----- TEXT SHOWN -----

When we look at T 2 , the time from hover to select, we see a very different story. Here the hand-only technique was faster than gaze-hand (F 1,14 = 47.33, p < 0.0001), being on average 0.25 s faster per picture (Fig. 3(C)). Number of pictures again gives rise to a main effect (F 2,28 = 21.87, p < 0.0001) but again it is made more difficult to interpret due to a significant technique by number of pictures interaction (F 2,28 = 6.06, p < 0.01). This indicates that this time it is the gaze-hand condition that accounts for this increase and not the hand-only condition.

3.3 Sorting Accuracy and Error Analysis

We analyzed the sorting accuracy per block (N = 32) (see Table 1). The success rate is generally high for all trials. Error analysis revealed that users made significantly more mistakes in the 8-picture trials in the gaze-hand condition than hand-only (t(14) = 2.902, p < 0.012).
Table 1.

Average sorting accuracy (mean ± std) of the 15 participants made for each block.




Paired samples t-test


92.1 % ± 6.0 %

93.3 % ± 3.9 %

t(14) = 1.000, p = .334


91.7 % ± 5.7 %

93.3 % ± 4.1 %

t(14) = 1.035, p = .318


90.0 % ± 7.4 %

95.4 % ± 3.1 %

t(14) = 2.902, p = .012

There were many kinds of errors. Most were incorrectly sorted images due to swiping in the wrong direction (categorization errors). Some were due to the way the system was configured, or the peculiarities of the interaction. For example, this included triggering a swipe response when returning the hand to the resting position or not completely releasing a grabbed picture.

However, the lower accuracy in the 8-picture condition of the gaze-hand technique is probably explained by difficulty in coordinating gaze and gesture. For example, in the 4- and 8-picture trials, participants occasionally performed a swipe as their eyes prematurely moved ahead to the next image - the eyes “jumping the gun” before the hand had finished its work, which is similar to the synchronization problem identified in prior work [11]. Further, the logged gaze data revealed that neighboring pictures in the gaze-hand condition, largely in 8-picture trials, distracted some participants. During selection, their gaze shifted between the selected and the adjacent image, resulting in incorrectly sorting the wrong object. Participants’ feedback in post-task interviews suggested that both of these kinds of errors occurred when they tried to speed up their performance, which in turn caused them to slow down to be more careful.

3.4 User Experience and Preferences

The questionnaire data indicate only two significant differences across techniques. First, hand fatigue was rated significantly higher with the hand-only technique than gaze-hand (Z = –2.751, p < 0.01). Most participants (10/15) commented on this. For example, one said, “holding the arm high in mid-air is tiring” and “[with gaze] I could rest my hand and use my hand only for sorting”.

Second, participants felt that the hand-only technique was easier to learn than the gaze-hand technique (Z = −2.309, p < 0.05). Though participants were positive about the combination of gaze for selection and hand for grasping and throwing, they felt the gaze-hand combination was something that required time to get used to. Despite this, when we tested for learning effects over trials, we found no evidence of differences between gaze-hand and hand-only techniques.

Finally, participants rated which technique they preferred and the perceived speed and accuracy in the sorting task (Fig. 4). Thirteen users preferred the gaze-hand technique: although they found both techniques “intuitive”, some felt that the gaze-hand technique was “less demanding” (4/15) and “easier to use” (10/15), primarily due to less physical fatigue and fast and accurate gaze selection.
Fig. 4.

Participants’ technique preference, perceived speed, and accuracy in sorting as rated at the end of the experiment.

-----

Print word for word the portion of the gaze-and-hand sorting study starting at "95.4 % ± 3.1 %" and ending at "a grabbed picture.".

----- MATERIAL PROVIDED -----

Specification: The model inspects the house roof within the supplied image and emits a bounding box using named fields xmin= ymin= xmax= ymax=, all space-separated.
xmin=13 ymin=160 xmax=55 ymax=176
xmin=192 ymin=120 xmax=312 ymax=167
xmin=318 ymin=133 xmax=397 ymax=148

-----

OUTPUT
95.4 % ± 3.1 %

t(14) = 2.902, p = .012

There were many kinds of errors. Most were incorrectly sorted images due to swiping in the wrong direction (categorization errors). Some were due to the way the system was configured, or the peculiarities of the interaction. For example, this included triggering a swipe response when returning the hand to the resting position or not completely releasing a grabbed picture.